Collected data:
----

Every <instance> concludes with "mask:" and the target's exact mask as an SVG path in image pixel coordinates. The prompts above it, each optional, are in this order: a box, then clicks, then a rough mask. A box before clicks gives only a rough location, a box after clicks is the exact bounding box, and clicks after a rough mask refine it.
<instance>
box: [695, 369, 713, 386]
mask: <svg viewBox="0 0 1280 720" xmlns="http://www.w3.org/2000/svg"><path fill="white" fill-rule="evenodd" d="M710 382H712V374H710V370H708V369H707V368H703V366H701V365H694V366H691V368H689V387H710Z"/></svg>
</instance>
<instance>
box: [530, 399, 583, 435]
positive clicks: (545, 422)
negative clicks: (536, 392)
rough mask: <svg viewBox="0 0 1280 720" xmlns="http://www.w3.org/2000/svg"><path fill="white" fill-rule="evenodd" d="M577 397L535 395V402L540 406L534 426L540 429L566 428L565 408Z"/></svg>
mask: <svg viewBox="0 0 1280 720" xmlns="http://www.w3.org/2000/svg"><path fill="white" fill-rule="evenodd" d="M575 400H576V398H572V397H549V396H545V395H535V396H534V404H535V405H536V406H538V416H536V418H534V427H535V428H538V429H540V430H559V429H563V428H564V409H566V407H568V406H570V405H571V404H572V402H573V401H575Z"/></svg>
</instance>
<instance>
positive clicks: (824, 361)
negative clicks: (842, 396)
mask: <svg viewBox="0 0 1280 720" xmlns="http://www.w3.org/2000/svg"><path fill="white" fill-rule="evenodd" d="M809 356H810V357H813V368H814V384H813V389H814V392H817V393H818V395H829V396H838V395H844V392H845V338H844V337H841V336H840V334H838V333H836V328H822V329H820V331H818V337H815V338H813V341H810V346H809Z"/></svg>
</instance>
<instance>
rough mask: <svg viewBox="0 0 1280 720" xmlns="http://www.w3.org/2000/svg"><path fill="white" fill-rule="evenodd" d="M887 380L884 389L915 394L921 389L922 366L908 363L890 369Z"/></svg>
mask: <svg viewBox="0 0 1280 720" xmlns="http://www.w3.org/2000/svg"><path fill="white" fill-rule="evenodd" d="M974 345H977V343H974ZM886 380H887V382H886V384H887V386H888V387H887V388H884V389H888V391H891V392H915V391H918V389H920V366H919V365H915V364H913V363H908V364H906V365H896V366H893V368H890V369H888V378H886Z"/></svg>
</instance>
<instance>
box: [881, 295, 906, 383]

----

[What is expected] Return each line above that contains the string "negative". Case matters.

[Reply to the exercise]
negative clicks: (536, 392)
negative clicks: (842, 396)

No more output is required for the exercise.